_Source extract_:
►
# How many fruit fly cultures needed



## ocellaris123 (Jun 13, 2011)

Hello, 

I am new to dart frog keeping (been keeping reef aquariums and hosting cnidarians for the last 10 years), and am in the middle of planting my 4 ft 60 gallon vivarium, which will hopefully be home to either a pair of green and black auratus, pair of blue and black auratus, or a pair of azureus (haven't made up my mind which species I want; suggestions welcome). I have been researching fruit fly cultures, and was wondering how many cultures I will need to get going to just feed a pair of frogs. I am thinking two at any given time, one for feeding, and another for the new culture? Does this sound about right? 

Thanks for any help.


----------



## majorinsano (Feb 17, 2011)

Two should be fine for a pair. When I first got PDFs I was paranoid of running out of FFs and consistently made way too many cultures. With that said, make sure you have a back up supply if yours crash for unexpected reasons.


----------



## ocellaris123 (Jun 13, 2011)

Thanks for the reply, I don't want to make too many cultures since I only live in a one bedroom apartment. My local reptile store and petco usually have cultures in case I am desperate, but I will look into having three cultures at a time in case one decides to crash. I'm thinking three would be way too much for just a pair of frogs?


----------



## brod322 (May 27, 2011)

Yes with three you will probably have plenty left over. But u need to understand if/when you get mites they will spread to all cultures if kept in close proximity. They will eventually kill the production of flies. So you might want to keep them at different ends of your apartment


----------



## BYHGAB (Jun 13, 2011)

What do mites look like? How do the cultures become infested? How fast can they kill off a culture?


----------



## james67 (Jun 28, 2008)

3 cultures is a minimum IMO. it ensures that you'll have enough flies, even if one cx isnt producing properly. the key is to make more than you need and you wont find yourself asking around for more. the cultures at petco could easily be eaten in a single sitting by any of the frogs you suggested.

as far as mites go heres a generic picture of a few mites. (not necessarily the ones youll see in a FF culture but close)










james


----------



## brod322 (May 27, 2011)
◄
_Data lines_:
►
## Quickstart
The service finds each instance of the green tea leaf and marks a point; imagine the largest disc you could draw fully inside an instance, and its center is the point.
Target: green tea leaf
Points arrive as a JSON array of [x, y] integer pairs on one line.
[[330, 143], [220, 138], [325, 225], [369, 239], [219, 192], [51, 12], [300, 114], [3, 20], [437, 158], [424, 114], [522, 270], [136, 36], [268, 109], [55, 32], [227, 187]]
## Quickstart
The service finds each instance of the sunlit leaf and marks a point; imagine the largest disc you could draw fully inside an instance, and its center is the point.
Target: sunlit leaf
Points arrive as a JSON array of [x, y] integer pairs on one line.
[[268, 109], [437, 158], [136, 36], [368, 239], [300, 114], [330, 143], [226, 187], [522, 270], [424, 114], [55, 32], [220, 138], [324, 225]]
◄
►
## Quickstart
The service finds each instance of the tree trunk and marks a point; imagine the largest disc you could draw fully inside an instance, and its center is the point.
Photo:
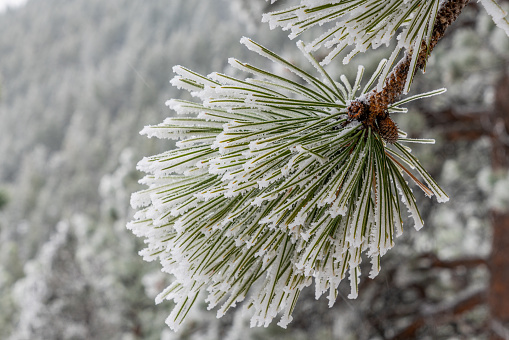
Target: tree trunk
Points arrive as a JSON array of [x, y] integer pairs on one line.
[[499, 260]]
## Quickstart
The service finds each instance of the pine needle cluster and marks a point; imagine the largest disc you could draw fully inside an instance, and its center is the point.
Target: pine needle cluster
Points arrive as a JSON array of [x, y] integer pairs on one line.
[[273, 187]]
◄
_What this exercise asks_:
a) Retype a passage from the fruit fly culture thread above. Begin at the words "# How many fruit" and stop after the words "sound about right?".
b) Name every distinct username that appears as a post author in the fruit fly culture thread above, ignoring the rows.
c) Proceed with the fruit fly culture thread above, starting from the final post header it shows.

_Results of the exercise_:
a)
# How many fruit fly cultures needed



## ocellaris123 (Jun 13, 2011)

Hello, 

I am new to dart frog keeping (been keeping reef aquariums and hosting cnidarians for the last 10 years), and am in the middle of planting my 4 ft 60 gallon vivarium, which will hopefully be home to either a pair of green and black auratus, pair of blue and black auratus, or a pair of azureus (haven't made up my mind which species I want; suggestions welcome). I have been researching fruit fly cultures, and was wondering how many cultures I will need to get going to just feed a pair of frogs. I am thinking two at any given time, one for feeding, and another for the new culture? Does this sound about right?

b) ocellaris123, majorinsano, brod322, BYHGAB, james67

c)
Mites some how find there way into cultures and reproduce. The trick is to separate new and old cultures because the longer a culture is kept mites will develope. You have to produce cultures faster than the mites can reproduce. I try to keep mine no longer than 3 weeks.


----------



## Ed (Sep 19, 2004)

Unless you are working with aseptic cultures, there are mites in your cultures. The key is to just manage them so they don't boom and affect production. The life cycle of the mite is closer to 30 days so the recommendation is to not keep cultures longer than 30 days. There are other things that can help like keeping them on mite paper. 

As a backup method to control mites I seperate newer cultures from older cultures. 

Ed


----------



## EvilLost (Jan 10, 2011)

as a beginner myself, i would recommend keeping 2 good size springtail cultures, esp if FF's can be hard to find on short notice in your area. the springs can't be dusted and won't work as permanent feeders, but they are virtually free to maintain and reproduce like crazy and can be fed in large amounts to the frogs in case of emergencies.


----------



## BYHGAB (Jun 13, 2011)

Are the mites a danger to frogs or plants in my viv?


----------



## ocellaris123 (Jun 13, 2011)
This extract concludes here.